## Task statement:
Copy every line below precisely as it appears.

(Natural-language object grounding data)
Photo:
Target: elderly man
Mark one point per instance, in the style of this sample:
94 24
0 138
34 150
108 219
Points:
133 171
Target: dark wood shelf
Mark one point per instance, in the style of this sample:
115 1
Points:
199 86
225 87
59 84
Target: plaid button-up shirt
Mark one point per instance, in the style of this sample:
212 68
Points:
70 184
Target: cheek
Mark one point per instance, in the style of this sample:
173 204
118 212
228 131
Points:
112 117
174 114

## Response to this task:
Photo:
Target: elderly man
Mark one point per instance, in the style of this sample:
94 24
0 138
34 150
108 219
Points:
133 171
Target: dark wood shelf
Mark one point per instance, in the style of this sample:
115 1
Points:
199 86
225 87
59 84
Target: plaid button-up shirt
Mark one point per instance, in the style of this sample:
212 68
Points:
70 184
Target: cheek
Mark one point per instance, in the style of this sample:
173 204
118 212
228 131
Points:
112 117
174 114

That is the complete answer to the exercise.